## READING PASSAGE
** START **

Moreover, a red shirt suspected to have belonged to one of the persons who planted the bomb was recovered from the blast site by the local police. But this key piece of evidence never made it to the NIA when it took over the case from the CBI.

The Curious Case of Devendra Gupta
Devendra Gupta, a former RSS pracharak was named by the CBI as one of the first accused in the case along with Aseemanand. He was found guilty in the Ajmer blast case, where the NIA was able to prove in court that Gupta had cellphone SIM cards used to time and trigger the bombs kept at the Sufi shrine.

This is pertinent because SIM cards from this very set were used to trigger the blast at Mecca Masjid. According to the chargesheet, these SIM cards had been purchased by Gupta and his accomplices Ramchandra Kalsangra and Sandeep Dange under fake names from Jharkhand, Bihar and West Bengal. They were used to not only communicate and discuss the conspiracy but also as triggers for the bombs. In fact, a SIM card from an unexploded bomb from Mecca Masjid had match with a phone used in the Ajmer Dargah blast.

However, the NIA failed to convince the court of Gupta’s complicity in the Mecca Masjid case and he was acquitted along with Aseemanand, Lokesh Sharma, Bharat Mohanlal Rateshwar and Rajendra Chowdhry, on April 16.

** END **

## DATA EXCERPTS
** START **

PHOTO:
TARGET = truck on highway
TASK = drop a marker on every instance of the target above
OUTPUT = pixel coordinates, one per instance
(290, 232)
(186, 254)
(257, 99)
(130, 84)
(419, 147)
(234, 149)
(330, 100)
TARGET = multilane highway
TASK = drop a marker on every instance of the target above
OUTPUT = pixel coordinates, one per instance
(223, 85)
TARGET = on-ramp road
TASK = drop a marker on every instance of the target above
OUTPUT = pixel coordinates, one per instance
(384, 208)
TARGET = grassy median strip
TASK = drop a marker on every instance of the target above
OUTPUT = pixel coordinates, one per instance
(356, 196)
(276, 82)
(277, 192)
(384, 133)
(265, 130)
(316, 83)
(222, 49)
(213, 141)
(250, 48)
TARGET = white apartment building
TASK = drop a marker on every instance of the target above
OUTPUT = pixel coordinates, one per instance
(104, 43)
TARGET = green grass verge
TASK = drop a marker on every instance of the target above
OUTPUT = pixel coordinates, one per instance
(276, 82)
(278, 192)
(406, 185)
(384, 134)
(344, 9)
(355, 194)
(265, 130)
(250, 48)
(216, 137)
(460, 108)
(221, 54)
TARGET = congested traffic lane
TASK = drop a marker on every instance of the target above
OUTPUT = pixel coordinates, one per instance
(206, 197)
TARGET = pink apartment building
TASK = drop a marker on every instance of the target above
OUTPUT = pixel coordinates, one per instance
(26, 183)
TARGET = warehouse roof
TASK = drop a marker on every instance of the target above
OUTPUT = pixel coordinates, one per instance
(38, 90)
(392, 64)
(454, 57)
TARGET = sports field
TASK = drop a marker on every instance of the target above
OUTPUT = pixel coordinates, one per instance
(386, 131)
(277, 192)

** END **
** START **

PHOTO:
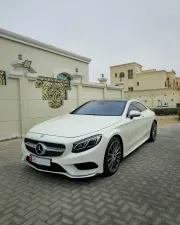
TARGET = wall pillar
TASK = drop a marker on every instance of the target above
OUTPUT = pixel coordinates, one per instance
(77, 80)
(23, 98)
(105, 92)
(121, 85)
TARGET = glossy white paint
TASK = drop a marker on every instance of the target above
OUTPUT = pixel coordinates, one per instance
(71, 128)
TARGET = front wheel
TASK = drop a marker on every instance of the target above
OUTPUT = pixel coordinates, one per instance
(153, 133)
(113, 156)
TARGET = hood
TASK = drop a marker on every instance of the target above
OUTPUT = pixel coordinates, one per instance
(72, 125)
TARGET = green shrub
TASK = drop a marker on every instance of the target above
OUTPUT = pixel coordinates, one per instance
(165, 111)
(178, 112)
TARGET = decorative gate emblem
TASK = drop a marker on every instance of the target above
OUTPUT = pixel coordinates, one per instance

** END **

## REQUIRED WORK
1. According to the passage on the Mecca Masjid blast case, on what date was Devendra Gupta acquitted?
2. State only the number of lines in the entries that contain the word "building".
The passage and the entries were taken from unrelated sources.

## ANSWER SET
1. April 16.

2. 2